All entries are to be transcribed verbatim, but images are not carried over.

• _Records to process_:
━━━━━━━━━━

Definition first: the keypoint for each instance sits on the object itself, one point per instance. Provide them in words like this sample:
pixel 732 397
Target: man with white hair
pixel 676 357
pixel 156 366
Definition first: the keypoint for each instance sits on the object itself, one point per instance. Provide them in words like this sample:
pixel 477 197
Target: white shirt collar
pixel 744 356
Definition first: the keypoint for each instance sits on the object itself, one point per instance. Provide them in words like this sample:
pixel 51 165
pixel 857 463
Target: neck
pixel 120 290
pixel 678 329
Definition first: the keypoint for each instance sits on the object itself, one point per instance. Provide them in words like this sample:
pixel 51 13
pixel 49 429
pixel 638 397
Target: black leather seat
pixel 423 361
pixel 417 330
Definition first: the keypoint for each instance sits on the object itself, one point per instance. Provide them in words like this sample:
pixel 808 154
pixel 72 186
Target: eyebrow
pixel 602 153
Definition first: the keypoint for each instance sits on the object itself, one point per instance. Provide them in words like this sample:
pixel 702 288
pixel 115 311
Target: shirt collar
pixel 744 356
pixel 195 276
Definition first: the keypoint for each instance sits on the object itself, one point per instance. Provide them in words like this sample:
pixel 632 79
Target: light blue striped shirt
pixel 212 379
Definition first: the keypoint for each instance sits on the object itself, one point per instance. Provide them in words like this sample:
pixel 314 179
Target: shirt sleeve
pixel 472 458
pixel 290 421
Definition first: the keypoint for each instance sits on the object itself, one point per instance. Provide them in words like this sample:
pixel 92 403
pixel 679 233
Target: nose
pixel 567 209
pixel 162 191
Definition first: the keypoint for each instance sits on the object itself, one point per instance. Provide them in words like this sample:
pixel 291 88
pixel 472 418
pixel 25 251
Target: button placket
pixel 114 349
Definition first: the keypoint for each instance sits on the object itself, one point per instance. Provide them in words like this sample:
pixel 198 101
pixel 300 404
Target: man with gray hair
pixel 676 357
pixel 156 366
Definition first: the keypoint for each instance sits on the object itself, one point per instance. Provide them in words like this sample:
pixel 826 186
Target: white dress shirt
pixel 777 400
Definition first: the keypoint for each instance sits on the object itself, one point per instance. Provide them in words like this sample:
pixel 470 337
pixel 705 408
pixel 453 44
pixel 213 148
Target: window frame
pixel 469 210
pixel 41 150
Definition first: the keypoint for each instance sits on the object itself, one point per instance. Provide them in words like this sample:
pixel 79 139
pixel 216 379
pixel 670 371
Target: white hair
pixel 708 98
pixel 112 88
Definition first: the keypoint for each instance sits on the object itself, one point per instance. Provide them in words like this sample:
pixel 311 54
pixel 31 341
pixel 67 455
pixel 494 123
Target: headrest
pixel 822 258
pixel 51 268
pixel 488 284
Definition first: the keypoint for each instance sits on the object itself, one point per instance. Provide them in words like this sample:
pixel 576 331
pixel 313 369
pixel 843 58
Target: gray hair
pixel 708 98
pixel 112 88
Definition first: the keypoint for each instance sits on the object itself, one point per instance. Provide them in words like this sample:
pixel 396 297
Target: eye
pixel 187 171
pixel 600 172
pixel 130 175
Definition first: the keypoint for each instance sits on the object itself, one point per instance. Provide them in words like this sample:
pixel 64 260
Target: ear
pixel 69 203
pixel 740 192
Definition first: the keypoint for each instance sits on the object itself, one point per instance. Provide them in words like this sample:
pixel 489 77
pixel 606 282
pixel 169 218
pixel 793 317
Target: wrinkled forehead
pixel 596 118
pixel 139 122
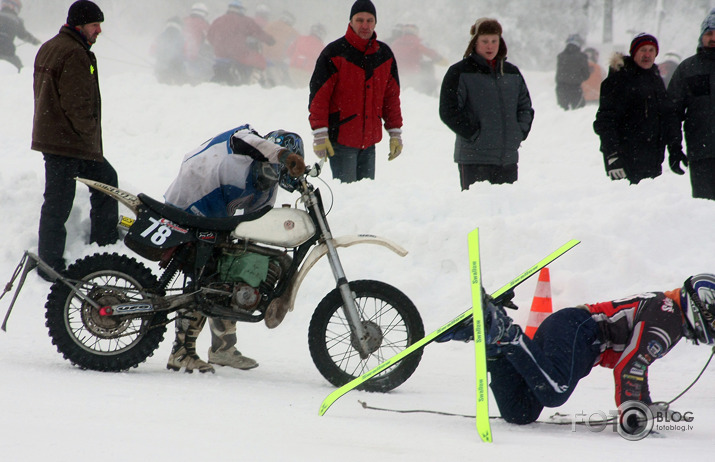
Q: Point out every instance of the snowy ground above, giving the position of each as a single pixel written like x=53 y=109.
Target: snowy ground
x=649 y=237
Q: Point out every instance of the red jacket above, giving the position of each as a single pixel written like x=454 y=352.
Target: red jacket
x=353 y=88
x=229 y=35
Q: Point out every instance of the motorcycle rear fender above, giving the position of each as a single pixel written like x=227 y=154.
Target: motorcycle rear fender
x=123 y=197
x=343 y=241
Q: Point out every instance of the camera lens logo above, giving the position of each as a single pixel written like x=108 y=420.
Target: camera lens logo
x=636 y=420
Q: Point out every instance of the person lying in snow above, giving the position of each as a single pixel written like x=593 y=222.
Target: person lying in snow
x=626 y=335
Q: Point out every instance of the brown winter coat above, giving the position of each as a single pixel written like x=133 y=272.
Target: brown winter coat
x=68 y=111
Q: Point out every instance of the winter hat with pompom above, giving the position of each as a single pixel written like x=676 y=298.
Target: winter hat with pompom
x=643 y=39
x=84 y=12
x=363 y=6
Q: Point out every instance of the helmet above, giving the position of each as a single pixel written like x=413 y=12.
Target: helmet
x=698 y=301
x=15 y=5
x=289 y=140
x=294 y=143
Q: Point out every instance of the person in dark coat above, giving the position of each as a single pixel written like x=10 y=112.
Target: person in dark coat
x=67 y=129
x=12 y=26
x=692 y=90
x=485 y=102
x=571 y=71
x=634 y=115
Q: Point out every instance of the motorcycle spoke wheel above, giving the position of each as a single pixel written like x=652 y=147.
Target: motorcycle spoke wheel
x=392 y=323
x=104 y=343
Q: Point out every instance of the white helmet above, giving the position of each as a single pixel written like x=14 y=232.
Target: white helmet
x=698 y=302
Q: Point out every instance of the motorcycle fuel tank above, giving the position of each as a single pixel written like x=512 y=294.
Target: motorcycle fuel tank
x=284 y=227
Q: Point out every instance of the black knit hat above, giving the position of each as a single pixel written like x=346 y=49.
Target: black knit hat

━━━━━━━━━━

• _The completed task_:
Definition first: the keypoint for each instance sits on the object itself, one point per instance. Provide them in words like this sample:
pixel 732 397
Target: man with white hair
pixel 676 357
pixel 156 366
Definition first: the keypoint for each instance sits on the object itself, one point per instance. Provide them in words like this sample:
pixel 477 197
Target: white shirt collar
pixel 744 356
Definition first: the keypoint for each instance sits on the object itself, one point per instance. Provide them in words like this sample:
pixel 51 165
pixel 857 463
Target: neck
pixel 120 290
pixel 678 329
Definition first: the keypoint for each instance sits on the object itself, one point per instance. Provide them in words like this sample:
pixel 51 13
pixel 49 429
pixel 638 397
Target: black leather seat
pixel 423 361
pixel 417 330
Definition first: the keypoint for each instance sits on the object itself, one point per instance. Provide them in words like this sample:
pixel 808 154
pixel 72 186
Target: eyebrow
pixel 602 153
Definition first: the keypoint for each instance sits on the object itself, one point per instance. Provide them in words like this sample:
pixel 702 288
pixel 115 311
Target: shirt collar
pixel 744 356
pixel 195 276
Definition first: the keypoint for each instance sits on the object itself, one point per instance. Provide them in words like this sample:
pixel 632 79
Target: light blue striped shirt
pixel 212 379
Definition first: the keypoint for each instance sits on the object itself, one point per instance. Provide them in words like this sample:
pixel 314 179
Target: shirt sleeve
pixel 472 458
pixel 290 421
Definition first: the keypoint for each instance sits on the object itself, one point per instance. Provide them in words like this sample:
pixel 92 403
pixel 679 233
Target: nose
pixel 567 209
pixel 162 191
Definition first: the keypoint for each instance sits on the object itself, one point per instance. Provide them in words like this sample:
pixel 291 88
pixel 472 418
pixel 25 251
Target: button placket
pixel 114 349
Definition first: the keypoint for each instance sits on the object itself, one point per instance. Provide them in words like this sample:
pixel 198 101
pixel 300 404
Target: man with gray hair
pixel 676 357
pixel 156 366
Definition first: the keypoint for each instance sits on the object itself, one point per instance. Provide them in words like this sample:
pixel 826 186
Target: white dress shirt
pixel 777 400
Definition first: the keypoint for each instance sits on the object itself, one point per instance. Provide them in words like this sample:
pixel 470 337
pixel 705 408
pixel 453 44
pixel 213 148
Target: window frame
pixel 469 210
pixel 41 150
Definition first: the keypoint for each instance sits on the object itself, one point per instance. Provide them in words like this sample:
pixel 79 139
pixel 216 379
pixel 670 371
Target: white hair
pixel 708 98
pixel 112 88
Definition first: the keypoint for each instance sits on the object itself, one point per instance. Provide them in words like this sample:
pixel 311 54
pixel 31 341
pixel 67 455
pixel 494 123
Target: headrest
pixel 822 258
pixel 51 268
pixel 488 284
Definition first: the keypoint for each instance sits on the object itself, one point per instance. Provide them in words like this sample:
pixel 576 331
pixel 313 369
pixel 843 58
Target: gray hair
pixel 708 98
pixel 112 88
Definition first: the keypoint for each instance sits on the object itself, one point per instance. Provide them in words like this sample:
pixel 396 297
Target: eye
pixel 187 171
pixel 600 172
pixel 130 175
Definition first: the keypoint for each instance sits on the object itself, one point per instance. Provide them in words like this sample:
pixel 64 260
Target: ear
pixel 69 203
pixel 740 192
Definition first: the keypoint for each instance sits on the object itself, one point per instance. Provide them in words like this sample:
pixel 489 77
pixel 606 282
pixel 169 218
pixel 793 317
Target: wrinkled forehead
pixel 596 118
pixel 139 122
Q: Point out every instance of the snowy ground above, giving the position of each as a single pixel written like x=53 y=109.
Target: snowy ground
x=649 y=237
Q: Point out every instance of the red jacket above, giving the position of each as a single pixel written like x=454 y=352.
Target: red jacket
x=353 y=88
x=229 y=35
Q: Point out every instance of the motorcycle rear fender above, giving the position of each as a single pixel written like x=227 y=154.
Target: motorcycle rear fender
x=123 y=197
x=343 y=241
Q: Point out every instance of the camera lens logo above, giving the position of each as a single pixel written like x=108 y=420.
Target: camera lens logo
x=636 y=420
Q: Point out every instance of the person lying in snow above, giving the position of each as a single pixel written like x=593 y=222.
Target: person lying in snow
x=626 y=335
Q: Point out every instance of the brown winter coat above, giving the position of each as a single pixel written like x=133 y=272.
Target: brown winter coat
x=68 y=111
Q: Point out every instance of the winter hat with pompom above, giving the position of each as a single pixel written like x=676 y=298.
Target: winter hat with pompom
x=643 y=39
x=84 y=12
x=363 y=6
Q: Point out every instance of the helmet above, giving the position of each as a single pixel written like x=413 y=12.
Target: helmet
x=698 y=301
x=15 y=5
x=289 y=140
x=294 y=143
Q: Point out every instance of the person in dark coat above, giving the position of each as a single pixel written like x=10 y=112.
Target: person in dark coat
x=67 y=129
x=12 y=26
x=692 y=90
x=485 y=102
x=571 y=71
x=634 y=115
Q: Point out every instance of the motorcycle spoke wheel above, giving the position of each as a single pixel written like x=652 y=147.
Target: motorcycle spoke wheel
x=392 y=323
x=104 y=343
Q: Point out every instance of the white helmet above, giving the position of each as a single pixel written like x=14 y=232.
Target: white helmet
x=698 y=302
Q: Point out every instance of the motorcycle fuel tank above, giving the position of each as a single pixel written like x=512 y=294.
Target: motorcycle fuel tank
x=284 y=227
Q: Point out every instance of the black knit hat above, giving the position of each as a single pixel written like x=346 y=49.
Target: black knit hat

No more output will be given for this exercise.